BEGIN

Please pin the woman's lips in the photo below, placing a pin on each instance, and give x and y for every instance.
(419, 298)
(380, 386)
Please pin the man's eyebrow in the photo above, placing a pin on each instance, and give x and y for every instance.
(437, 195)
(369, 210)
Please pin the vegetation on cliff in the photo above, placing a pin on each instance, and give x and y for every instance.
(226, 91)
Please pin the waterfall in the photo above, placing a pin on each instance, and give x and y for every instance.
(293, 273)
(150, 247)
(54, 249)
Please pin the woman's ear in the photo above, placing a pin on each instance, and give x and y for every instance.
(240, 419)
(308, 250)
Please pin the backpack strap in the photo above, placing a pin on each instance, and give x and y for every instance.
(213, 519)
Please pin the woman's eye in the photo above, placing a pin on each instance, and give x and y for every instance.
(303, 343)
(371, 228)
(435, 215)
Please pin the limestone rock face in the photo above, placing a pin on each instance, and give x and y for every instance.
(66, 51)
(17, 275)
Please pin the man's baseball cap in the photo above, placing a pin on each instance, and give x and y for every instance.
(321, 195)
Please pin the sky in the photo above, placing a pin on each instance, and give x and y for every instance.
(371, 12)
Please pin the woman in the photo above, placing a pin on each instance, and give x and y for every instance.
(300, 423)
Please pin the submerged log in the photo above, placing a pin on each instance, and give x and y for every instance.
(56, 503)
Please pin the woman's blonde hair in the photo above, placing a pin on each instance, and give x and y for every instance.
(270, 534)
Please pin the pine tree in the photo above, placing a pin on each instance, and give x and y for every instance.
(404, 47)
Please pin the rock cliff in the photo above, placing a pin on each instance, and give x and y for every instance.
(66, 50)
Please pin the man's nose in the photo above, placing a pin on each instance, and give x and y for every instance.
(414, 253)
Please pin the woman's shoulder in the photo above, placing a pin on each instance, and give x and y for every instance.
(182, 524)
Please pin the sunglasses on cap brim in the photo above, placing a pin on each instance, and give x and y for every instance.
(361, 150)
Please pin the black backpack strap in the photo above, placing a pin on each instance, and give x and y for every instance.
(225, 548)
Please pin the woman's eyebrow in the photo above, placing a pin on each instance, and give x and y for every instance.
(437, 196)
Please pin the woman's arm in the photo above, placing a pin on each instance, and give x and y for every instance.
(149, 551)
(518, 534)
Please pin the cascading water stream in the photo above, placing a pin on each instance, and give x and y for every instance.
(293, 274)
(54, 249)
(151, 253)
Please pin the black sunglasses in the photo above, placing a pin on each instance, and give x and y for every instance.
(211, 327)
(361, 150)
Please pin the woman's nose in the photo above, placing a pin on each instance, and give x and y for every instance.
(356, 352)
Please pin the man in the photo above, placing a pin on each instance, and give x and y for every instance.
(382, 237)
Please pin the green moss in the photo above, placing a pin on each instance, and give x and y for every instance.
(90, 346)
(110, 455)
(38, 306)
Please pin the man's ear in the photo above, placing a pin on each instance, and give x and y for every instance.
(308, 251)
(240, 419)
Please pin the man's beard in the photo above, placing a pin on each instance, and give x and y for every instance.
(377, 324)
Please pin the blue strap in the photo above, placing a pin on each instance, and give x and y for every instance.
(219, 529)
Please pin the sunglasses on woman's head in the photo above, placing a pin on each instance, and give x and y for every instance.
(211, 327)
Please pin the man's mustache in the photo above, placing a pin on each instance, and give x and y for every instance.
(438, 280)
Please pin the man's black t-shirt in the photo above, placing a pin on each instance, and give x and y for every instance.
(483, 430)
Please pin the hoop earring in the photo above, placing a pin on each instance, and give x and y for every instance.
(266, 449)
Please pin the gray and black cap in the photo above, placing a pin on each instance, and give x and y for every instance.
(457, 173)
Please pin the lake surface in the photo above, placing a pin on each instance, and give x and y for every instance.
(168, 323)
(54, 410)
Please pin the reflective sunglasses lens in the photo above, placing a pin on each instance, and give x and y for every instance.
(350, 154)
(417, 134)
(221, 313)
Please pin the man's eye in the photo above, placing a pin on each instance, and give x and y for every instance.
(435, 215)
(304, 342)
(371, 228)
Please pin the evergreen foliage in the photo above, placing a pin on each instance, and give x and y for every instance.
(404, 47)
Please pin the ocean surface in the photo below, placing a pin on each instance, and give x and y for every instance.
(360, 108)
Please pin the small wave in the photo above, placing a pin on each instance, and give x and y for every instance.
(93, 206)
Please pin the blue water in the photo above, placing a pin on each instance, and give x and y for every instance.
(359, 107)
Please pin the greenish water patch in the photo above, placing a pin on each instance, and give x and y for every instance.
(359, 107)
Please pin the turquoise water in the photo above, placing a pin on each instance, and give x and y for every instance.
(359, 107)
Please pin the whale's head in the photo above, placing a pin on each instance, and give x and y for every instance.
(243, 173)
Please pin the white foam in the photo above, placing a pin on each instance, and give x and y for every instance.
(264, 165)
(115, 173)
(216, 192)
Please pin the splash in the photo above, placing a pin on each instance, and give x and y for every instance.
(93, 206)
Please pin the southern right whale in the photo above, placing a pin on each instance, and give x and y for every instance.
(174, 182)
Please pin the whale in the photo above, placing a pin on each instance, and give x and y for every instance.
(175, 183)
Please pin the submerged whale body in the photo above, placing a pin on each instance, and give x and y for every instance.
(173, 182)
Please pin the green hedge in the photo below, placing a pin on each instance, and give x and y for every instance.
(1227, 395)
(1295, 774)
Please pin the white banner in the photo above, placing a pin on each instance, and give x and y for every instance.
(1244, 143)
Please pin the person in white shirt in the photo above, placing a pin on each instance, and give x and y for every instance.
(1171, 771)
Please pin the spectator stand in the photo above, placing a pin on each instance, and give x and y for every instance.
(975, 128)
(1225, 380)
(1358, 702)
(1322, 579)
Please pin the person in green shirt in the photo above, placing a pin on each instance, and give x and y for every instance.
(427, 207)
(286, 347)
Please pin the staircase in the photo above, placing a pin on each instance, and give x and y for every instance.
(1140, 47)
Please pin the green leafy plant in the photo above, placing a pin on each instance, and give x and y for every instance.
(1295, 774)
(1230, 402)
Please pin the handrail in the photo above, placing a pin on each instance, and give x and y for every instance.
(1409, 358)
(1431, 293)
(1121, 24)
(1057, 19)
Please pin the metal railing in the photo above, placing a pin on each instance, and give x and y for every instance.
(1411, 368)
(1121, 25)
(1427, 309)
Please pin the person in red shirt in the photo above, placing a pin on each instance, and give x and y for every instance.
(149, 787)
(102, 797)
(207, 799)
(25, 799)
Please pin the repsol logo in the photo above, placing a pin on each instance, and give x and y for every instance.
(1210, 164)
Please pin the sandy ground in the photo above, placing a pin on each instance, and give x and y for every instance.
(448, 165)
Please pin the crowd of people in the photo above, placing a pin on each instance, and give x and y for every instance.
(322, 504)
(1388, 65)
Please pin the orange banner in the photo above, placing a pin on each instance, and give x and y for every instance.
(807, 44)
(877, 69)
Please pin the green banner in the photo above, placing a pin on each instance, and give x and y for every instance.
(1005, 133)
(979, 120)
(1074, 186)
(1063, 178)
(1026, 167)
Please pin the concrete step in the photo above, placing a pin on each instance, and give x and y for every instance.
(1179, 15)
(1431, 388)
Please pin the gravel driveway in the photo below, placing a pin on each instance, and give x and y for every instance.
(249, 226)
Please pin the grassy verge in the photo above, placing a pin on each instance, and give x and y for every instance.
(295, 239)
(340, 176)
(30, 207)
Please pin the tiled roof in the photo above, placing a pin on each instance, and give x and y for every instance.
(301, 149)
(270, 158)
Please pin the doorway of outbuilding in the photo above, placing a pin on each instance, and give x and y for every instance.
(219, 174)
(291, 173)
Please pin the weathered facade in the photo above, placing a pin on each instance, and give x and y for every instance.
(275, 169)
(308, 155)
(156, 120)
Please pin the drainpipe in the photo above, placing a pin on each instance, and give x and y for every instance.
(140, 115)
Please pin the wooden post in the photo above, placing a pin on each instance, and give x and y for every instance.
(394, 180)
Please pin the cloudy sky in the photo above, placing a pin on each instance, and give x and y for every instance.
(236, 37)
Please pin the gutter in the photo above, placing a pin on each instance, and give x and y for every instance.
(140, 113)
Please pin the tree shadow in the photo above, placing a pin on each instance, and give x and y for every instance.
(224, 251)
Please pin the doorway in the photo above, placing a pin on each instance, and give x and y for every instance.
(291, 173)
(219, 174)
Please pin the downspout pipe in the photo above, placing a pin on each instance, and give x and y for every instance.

END

Retype, without any change, every line from the one with "Please pin the gutter" to the bottom of the listing.

# [ANSWER TO THE PROBLEM]
Please pin the gutter in the photo above, placing a pin on each instance, and give x and y for every instance.
(140, 113)
Please pin the tree shadow in the photo above, placing a pin on each instance, and give x and y for every instance.
(224, 251)
Please pin the doorway in the photo above, placing a pin on each instance, and give x and y for every instance.
(291, 173)
(219, 174)
Please pin the downspout pipe in the photo above, placing a pin on each instance, and give x and y for every instance.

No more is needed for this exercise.